> _INPUT FOR THIS TASK_:

_ _ _

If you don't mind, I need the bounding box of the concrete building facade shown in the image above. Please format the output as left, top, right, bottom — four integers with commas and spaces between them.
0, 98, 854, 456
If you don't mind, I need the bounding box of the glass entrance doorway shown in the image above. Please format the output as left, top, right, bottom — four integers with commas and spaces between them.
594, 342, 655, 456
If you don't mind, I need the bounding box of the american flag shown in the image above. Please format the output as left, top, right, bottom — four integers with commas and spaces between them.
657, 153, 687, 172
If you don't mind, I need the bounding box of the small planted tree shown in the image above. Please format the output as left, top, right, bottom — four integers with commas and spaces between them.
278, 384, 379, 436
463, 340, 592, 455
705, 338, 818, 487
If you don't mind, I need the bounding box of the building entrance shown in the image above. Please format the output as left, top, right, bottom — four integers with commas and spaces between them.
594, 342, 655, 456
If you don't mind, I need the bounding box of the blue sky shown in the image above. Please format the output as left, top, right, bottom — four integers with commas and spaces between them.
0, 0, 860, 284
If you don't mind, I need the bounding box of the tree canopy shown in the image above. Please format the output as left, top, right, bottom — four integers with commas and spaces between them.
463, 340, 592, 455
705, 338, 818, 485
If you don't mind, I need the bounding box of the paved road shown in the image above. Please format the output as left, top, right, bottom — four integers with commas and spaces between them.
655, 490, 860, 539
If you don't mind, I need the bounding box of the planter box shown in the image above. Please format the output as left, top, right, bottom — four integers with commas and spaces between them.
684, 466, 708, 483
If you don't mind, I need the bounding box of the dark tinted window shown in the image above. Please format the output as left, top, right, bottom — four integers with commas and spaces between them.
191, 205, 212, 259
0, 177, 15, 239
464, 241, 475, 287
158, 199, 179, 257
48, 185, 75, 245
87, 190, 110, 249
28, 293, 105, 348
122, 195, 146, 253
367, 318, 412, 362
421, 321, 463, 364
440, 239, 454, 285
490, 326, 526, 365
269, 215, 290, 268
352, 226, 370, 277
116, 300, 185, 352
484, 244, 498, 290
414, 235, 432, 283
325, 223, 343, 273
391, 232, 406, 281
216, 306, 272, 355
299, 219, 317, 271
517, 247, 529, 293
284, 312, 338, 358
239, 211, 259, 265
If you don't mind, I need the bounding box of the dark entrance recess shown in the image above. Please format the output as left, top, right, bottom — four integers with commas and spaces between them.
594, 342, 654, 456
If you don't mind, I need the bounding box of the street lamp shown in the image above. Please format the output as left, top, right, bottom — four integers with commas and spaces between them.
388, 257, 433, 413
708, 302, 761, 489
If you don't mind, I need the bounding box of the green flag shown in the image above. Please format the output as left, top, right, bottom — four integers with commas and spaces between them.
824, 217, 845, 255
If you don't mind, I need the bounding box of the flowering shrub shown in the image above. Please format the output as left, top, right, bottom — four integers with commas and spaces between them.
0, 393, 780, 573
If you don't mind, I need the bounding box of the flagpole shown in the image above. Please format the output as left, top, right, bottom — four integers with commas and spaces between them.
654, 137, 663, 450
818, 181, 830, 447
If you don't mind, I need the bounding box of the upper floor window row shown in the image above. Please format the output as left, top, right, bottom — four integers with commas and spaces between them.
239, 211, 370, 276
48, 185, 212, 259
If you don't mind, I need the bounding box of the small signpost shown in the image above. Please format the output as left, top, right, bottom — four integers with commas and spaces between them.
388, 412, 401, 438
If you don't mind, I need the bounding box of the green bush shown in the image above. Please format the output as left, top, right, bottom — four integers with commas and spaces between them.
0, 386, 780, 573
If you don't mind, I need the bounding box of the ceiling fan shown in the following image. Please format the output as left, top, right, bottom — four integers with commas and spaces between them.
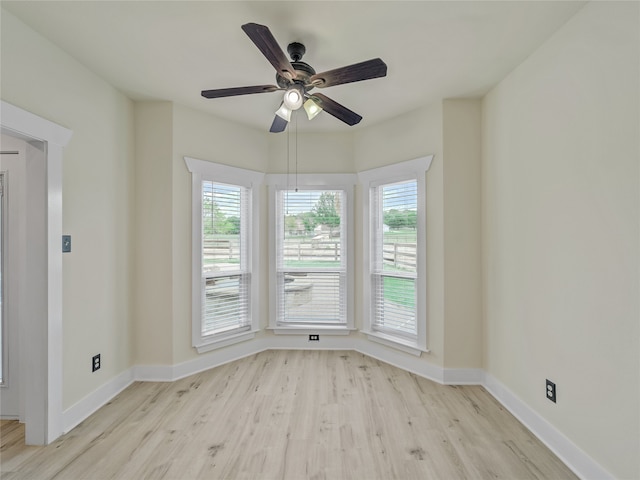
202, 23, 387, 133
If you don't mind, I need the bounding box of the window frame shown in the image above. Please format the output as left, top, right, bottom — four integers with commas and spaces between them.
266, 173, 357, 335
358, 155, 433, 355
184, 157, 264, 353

_ _ _

> _PROBLEM REQUIREMENTS_: Recast every line of the records above as a JSON list of strings, one string per line, leaving out blank lines and pictures.

> _ANSWER TO THE EXERCISE_:
[
  "If you don't mind, I need the bounding box of the concrete building facade shown in the image above. Please format the output as left, top, right, bottom — four integers with commas and spaces between them.",
  "0, 98, 854, 456",
  "If you don't mind, I need the bounding box of the glass entrance doorway shown in the image above. Please format the output as left, top, right, bottom — four integers with commas and spaces between them.",
  "594, 342, 655, 456",
  "If you don't mind, I need the bounding box of the american flag shown in the image above. Please format the output as left, top, right, bottom — four integers with commas and spaces between them.",
  "657, 153, 687, 172",
  "If you don't mind, I need the bounding box of the small planted tree shown in the image above. Please format the output as left, top, right, bottom — four integers with commas and spaces between them.",
  "278, 384, 379, 436",
  "463, 340, 592, 455",
  "705, 338, 818, 487",
  "If you don't mind, I need the bounding box of the building entrance shown in the image above. Please format the output as left, top, right, bottom — four integers with commas and spaces between them.",
  "594, 342, 655, 456",
  "If you don't mind, I need the bounding box of the blue sky shown in the image above. Please format the output as left, top, right, bottom — four integers with commas and spaces between them.",
  "0, 0, 860, 284",
  "If you don't mind, I need the bounding box of the tree canopy shown in the image above. Please format the output as left, top, right, bottom — four integers with commas and spaces between them.",
  "463, 340, 592, 455",
  "705, 338, 818, 485",
  "If you don't mind, I need the bounding box of the paved road shown in the image above. Please format the output as left, top, right, bottom — four integers with commas and spaces between them.",
  "655, 490, 860, 539",
  "If you don't mind, I need the bounding box of the planter box shown in the image above. Please format the output as left, top, right, bottom — four integers with commas and spaces between them.",
  "684, 466, 708, 483",
  "If you don't mind, I need the bounding box of the dark tinted window shown in the image above. Please format the output as left, top, right, bottom — four integers with commas and spaces between them.",
  "191, 205, 212, 259",
  "0, 177, 15, 239",
  "464, 241, 475, 287",
  "158, 199, 179, 257",
  "48, 185, 75, 245",
  "87, 190, 110, 249",
  "28, 293, 105, 348",
  "122, 195, 146, 253",
  "367, 318, 412, 362",
  "421, 321, 463, 364",
  "440, 239, 454, 285",
  "490, 326, 526, 365",
  "269, 215, 290, 268",
  "352, 226, 370, 277",
  "116, 300, 185, 352",
  "484, 244, 498, 290",
  "414, 235, 432, 283",
  "325, 223, 343, 273",
  "391, 232, 406, 281",
  "216, 306, 272, 355",
  "299, 219, 317, 271",
  "517, 247, 529, 293",
  "284, 312, 338, 358",
  "239, 211, 259, 265",
  "If you don't mind, I need the bounding box of the dark entrance recess shown in the image above. Please format the output as left, top, right, bottom — four integers with commas and spaces between them.",
  "594, 342, 654, 456",
  "If you don't mind, I need the bounding box of the street lamp shown in the image above. Please format the output as left, top, right, bottom — four integers with commas and spaces between them.",
  "388, 257, 433, 413",
  "708, 302, 761, 489",
  "If you don't mind, I need the bounding box of the green flag shown in the image above. Please format the output as left, top, right, bottom — four integers with commas and spaces between them.",
  "824, 217, 845, 255",
  "If you don't mind, I need the bounding box of the flowering shrub shown in the image above. Please format the output as left, top, right, bottom — four integers with commas and spaces between them.",
  "0, 393, 780, 573",
  "If you don't mind, I need the bounding box of the flagpole shown in the image above. Please format the output as left, top, right, bottom — four integers with commas and spaces between them.",
  "654, 137, 663, 450",
  "818, 181, 830, 447",
  "If you don't mind, I need the bounding box of the upper floor window row shown in the image above. Please format the output as left, top, right, bottom — four integers with commas and spaces between them.",
  "239, 211, 370, 276",
  "48, 185, 212, 259",
  "If you don't mind, I need the bounding box of the small signpost shown in the image above. Please format the output as left, top, right, bottom — four integers with commas and spaces between them.",
  "388, 412, 401, 438",
  "If you don't mind, I need the bounding box of the green bush shown in the image above. Please format the output as left, top, right, bottom — four integers with commas and spaces between them.",
  "0, 386, 780, 573",
  "If you don't mind, I need the bounding box of the ceiling fan shown in the following image. Please format the output as left, top, right, bottom — four integers with commas and spaces between them.",
  "202, 23, 387, 133",
  "If you don't mind, I need the bounding box of the window frame shown in the image above. Please format the output as left, top, right, bottom — four integers with commas and spaces between them.",
  "266, 173, 357, 335",
  "358, 155, 433, 355",
  "184, 157, 264, 353"
]